[Задание]:
Перепишите без изменений отрывок из текста о Риссенберге между словами «До сих пор не» и «нём — особняком.» включительно.

Риссенберг принадлежал, кажется, к нескольким традициям сразу. Именно принадлежал, осознанно, с принятием, с самоотдачей («Риссенберг традиционалист», — заметил в своё время Олег Дарк). Находился в точке их пересечения, в чувствительном соединяющем узле — в том числе на уровне повседневных практик: вёл клуб русской поэзии при еврейском культурном центре в украинском городе. Конечно, он был человеком проницаемых границ, взаимоналагающихся пластов. В его случае, однако, речь должна идти о традициях не только и даже, может быть, не столько поэтических, но крупнее: о традициях мировосприятия, о глубоко проложенных руслах мирочувствия. Верующий иудей, «талмудист»1, он жил в постоянном, чутком контакте с недрами русской (и украинской) речи, со всем её христианским и даже ещё, кажется, дохристианским — праславянским, языческим — прошлым. По-украински он тоже писал. Но по-русски больше.

До сих пор не очень понятно (и может ли быть понятно вполне?), как его читать (как настроить глаз на него — настройки всё время соскакивают), как вообще вписать в русское литературное пространство. Риссенберг в нём — особняком.

«С генеалогией» его, писал Данила Давыдов, «ещё разбираться и разбираться». Первые подступы к этому сделаны: ещё в 2013 году при обсуждении Риссенберга в «Воздухе» Александр Иличевский говорил, что «в его поэтические оглобли впряжены, казалось бы, “запрещённые” самой мощностью своего влияния поэты — и Хлебников, и Мандельштам», и практиковавшие «комбинаторные кубистические сечения слов» футуристы. Валерий Шубинский вспомнил «“бессмыслицу” Введенского»; самое, наверное, известное — и считающееся самым понятным — стихотворение «Научился разговаривать с дворнягами и кошками…» (написанное, на самом деле, по очень конкретному поводу — на смерть матери, как обращение к ней) не без оснований привело критику на память Вениамина Блаженного. Люди катастрофического, демиургического (хоть в одно слово пиши) XX века.

[Исходные данные]:

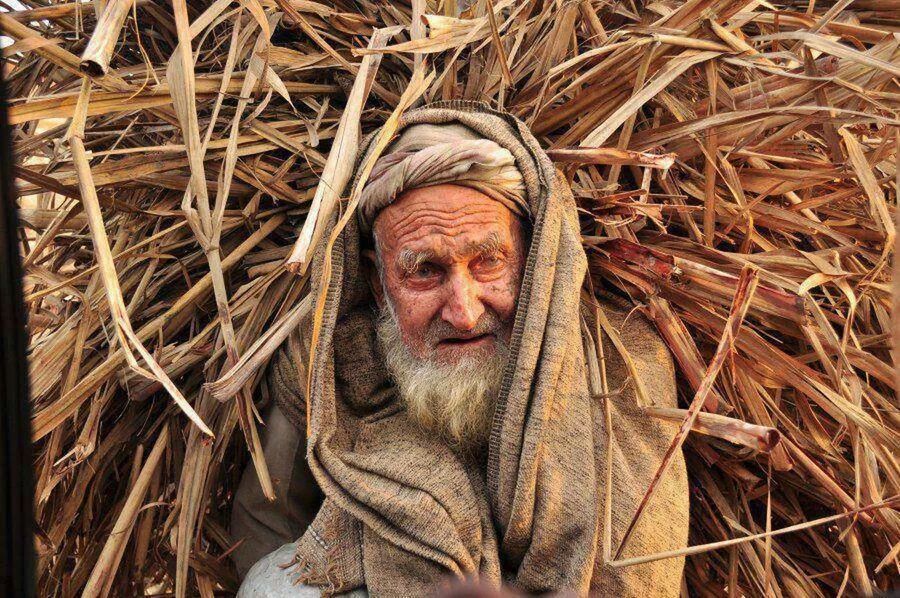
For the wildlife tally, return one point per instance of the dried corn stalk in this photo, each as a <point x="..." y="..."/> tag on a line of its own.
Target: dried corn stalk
<point x="702" y="138"/>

[Решение]:
До сих пор не очень понятно (и может ли быть понятно вполне?), как его читать (как настроить глаз на него — настройки всё время соскакивают), как вообще вписать в русское литературное пространство. Риссенберг в нём — особняком.